■ Schriftelijke opdracht 1 ■
Tel in hoeveel regels van de gegevens het woord "short" staat, waarbij hoofdletters en kleine letters verschillend tellen. Noem alleen het aantal.
+++ Getoonde tekst
Alle heffingen die door de overschrijders worden betaald, worden uitbetaald aan de andere melkveebedrijven. Zo verdient “verantwoordelijk melken” zich terug in klinkende munt. Op de site www.stabledairies.com vindt u meer informatie en wordt duidelijk dat groei mogelijk is met regulering van de melkmarkt. Het is echter hard nodig dat de op groei beluste collega’s die de markt uit evenwicht brengen, iets betalen aan de collega’s die de markt volgen. Want alleen als die zich inhouden, kan de markt de extra volumes opnemen.
++++++
+++ Aangeleverde gegevens
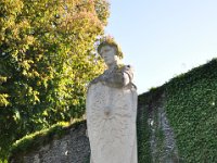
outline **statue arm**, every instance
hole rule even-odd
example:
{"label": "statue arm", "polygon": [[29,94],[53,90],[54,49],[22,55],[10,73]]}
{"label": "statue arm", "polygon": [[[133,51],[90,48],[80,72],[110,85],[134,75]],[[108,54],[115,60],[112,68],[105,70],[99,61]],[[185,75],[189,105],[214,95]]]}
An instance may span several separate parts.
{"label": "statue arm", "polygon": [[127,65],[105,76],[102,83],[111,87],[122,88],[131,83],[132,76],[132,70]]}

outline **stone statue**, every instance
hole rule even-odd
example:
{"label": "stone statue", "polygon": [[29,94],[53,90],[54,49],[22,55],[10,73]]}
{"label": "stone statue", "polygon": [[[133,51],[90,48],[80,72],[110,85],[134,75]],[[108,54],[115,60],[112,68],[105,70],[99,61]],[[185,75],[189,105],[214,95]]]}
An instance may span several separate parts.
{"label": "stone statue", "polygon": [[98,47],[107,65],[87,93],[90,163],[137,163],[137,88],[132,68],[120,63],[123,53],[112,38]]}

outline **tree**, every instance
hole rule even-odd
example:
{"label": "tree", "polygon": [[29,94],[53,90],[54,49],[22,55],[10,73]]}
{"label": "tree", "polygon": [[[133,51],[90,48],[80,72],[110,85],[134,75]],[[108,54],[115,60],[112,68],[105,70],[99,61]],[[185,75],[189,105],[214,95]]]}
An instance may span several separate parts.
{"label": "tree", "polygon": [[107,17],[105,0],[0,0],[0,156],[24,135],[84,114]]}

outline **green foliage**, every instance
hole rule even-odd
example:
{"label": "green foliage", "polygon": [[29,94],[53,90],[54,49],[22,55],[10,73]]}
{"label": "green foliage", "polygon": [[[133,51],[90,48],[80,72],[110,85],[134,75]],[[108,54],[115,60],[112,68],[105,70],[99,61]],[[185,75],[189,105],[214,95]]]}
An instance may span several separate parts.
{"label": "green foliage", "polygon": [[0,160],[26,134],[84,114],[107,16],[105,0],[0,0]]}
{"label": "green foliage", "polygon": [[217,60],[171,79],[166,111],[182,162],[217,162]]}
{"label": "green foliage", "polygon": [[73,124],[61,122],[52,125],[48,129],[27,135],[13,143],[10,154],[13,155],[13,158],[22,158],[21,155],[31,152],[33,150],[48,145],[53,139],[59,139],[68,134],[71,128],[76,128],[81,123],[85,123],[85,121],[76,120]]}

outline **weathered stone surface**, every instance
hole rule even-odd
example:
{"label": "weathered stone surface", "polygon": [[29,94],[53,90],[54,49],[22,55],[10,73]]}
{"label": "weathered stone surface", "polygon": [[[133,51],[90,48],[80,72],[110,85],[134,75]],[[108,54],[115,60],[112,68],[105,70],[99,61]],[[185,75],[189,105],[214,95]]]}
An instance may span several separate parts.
++++++
+++ Aangeleverde gegevens
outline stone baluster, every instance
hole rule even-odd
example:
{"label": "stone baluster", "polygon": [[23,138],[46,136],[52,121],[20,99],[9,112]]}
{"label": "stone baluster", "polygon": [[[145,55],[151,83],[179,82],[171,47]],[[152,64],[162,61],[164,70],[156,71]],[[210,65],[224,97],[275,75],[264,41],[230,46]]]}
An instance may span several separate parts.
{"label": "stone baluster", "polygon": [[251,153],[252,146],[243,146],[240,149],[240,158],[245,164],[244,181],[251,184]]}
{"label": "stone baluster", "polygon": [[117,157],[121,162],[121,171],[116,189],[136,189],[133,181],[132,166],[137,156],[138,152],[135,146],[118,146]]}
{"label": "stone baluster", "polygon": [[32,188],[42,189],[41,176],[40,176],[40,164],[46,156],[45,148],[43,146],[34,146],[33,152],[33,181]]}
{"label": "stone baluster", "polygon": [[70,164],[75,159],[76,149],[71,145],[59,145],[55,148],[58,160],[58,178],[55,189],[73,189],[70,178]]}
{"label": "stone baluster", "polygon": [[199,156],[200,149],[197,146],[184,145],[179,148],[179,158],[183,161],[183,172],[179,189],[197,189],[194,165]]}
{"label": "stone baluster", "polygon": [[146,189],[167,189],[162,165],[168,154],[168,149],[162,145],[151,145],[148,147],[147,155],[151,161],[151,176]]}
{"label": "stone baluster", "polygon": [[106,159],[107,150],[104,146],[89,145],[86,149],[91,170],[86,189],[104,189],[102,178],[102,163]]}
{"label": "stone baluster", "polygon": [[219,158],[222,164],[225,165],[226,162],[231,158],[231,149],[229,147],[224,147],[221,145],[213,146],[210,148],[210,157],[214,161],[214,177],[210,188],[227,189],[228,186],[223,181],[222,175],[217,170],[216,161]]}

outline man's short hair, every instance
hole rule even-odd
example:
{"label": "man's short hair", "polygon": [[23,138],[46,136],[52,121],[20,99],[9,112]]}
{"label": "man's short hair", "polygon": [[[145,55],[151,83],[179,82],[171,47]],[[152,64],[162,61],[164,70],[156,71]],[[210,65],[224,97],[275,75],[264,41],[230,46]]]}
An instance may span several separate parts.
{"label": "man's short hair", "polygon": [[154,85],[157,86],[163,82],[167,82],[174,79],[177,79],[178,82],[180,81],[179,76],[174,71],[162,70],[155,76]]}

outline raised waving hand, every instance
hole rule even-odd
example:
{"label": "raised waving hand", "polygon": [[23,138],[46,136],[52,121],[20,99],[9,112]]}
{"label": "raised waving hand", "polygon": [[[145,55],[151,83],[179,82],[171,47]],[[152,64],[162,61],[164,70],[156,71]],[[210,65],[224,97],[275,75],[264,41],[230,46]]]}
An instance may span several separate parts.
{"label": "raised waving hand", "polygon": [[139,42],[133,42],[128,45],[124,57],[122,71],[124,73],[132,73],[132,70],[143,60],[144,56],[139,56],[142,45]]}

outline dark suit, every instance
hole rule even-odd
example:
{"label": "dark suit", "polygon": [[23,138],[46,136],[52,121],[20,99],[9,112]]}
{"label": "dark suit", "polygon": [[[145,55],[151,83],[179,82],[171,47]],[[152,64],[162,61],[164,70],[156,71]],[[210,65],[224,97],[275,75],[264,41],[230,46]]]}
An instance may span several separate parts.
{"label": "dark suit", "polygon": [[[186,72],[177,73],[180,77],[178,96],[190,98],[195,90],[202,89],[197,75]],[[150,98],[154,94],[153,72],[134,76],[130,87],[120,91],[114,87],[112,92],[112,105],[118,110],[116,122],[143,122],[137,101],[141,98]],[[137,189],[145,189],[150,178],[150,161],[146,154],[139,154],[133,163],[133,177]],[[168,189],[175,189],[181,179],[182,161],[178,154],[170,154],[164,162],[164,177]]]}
++++++
■ Schriftelijke opdracht 2 ■
Aan wie worden volgens de tekst over de melkmarkt de heffingen van de overschrijders uitbetaald?

■ Schriftelijk antwoord 1 ■
4

■ Schriftelijk antwoord 2 ■
Aan de andere melkveebedrijven.